++++ EXERCISE DATA ++++

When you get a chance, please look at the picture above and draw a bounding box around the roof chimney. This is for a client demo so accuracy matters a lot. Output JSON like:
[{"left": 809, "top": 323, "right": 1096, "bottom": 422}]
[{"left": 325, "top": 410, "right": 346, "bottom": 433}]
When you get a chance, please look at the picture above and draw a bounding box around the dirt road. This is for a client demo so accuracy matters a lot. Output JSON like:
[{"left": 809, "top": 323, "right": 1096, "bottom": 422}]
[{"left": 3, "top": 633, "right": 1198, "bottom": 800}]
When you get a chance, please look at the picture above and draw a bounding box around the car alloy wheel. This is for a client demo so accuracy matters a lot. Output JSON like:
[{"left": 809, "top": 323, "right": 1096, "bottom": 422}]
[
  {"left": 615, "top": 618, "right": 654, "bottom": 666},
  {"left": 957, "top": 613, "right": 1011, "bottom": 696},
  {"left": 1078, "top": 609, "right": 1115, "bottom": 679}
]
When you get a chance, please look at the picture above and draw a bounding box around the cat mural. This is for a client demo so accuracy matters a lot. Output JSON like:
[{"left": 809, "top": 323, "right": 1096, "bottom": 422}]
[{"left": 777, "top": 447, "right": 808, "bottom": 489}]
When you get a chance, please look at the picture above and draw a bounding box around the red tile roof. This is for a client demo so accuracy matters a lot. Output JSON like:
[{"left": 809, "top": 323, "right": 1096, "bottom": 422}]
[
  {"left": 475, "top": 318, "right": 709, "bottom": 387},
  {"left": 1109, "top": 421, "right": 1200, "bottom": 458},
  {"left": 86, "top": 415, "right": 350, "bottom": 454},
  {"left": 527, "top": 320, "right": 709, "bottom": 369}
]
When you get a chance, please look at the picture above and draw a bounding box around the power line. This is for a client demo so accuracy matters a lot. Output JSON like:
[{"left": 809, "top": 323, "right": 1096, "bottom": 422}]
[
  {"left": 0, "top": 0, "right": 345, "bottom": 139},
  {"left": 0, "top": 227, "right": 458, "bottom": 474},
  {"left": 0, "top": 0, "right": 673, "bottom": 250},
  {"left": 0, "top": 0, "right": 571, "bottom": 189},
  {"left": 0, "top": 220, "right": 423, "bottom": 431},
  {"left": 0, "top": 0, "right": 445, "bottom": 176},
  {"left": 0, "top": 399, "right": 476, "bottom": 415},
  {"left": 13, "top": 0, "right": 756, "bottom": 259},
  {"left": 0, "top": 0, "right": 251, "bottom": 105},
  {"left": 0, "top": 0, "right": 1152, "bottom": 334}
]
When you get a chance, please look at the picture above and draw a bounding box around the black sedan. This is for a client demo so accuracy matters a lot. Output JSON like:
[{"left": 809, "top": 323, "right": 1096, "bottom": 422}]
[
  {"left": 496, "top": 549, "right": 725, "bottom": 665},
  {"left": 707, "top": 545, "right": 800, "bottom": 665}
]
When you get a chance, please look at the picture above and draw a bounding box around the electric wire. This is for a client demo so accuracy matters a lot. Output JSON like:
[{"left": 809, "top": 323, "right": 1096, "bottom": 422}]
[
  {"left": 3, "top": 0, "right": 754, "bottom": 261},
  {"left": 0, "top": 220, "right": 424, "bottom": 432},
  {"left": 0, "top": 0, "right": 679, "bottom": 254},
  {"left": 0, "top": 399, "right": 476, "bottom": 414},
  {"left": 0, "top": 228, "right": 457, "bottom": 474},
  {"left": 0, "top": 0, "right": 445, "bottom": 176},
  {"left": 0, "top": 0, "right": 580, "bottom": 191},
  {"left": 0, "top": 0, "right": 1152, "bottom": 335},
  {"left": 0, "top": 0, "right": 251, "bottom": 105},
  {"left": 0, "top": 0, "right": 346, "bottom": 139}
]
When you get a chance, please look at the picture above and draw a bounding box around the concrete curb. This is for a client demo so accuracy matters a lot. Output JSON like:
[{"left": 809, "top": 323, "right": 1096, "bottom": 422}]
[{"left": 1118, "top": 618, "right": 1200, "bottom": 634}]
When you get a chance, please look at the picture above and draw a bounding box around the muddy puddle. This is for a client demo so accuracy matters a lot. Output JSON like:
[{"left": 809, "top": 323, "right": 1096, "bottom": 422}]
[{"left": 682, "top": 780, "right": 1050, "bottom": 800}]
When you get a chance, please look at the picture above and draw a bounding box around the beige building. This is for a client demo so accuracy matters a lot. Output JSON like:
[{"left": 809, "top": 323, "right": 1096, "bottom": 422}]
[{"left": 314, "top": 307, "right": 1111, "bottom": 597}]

++++

[EXERCISE DESCRIPTION]: Each line that contains the word "roof" adds to the total; give the total for the material and nothing else.

[ANSWER]: 2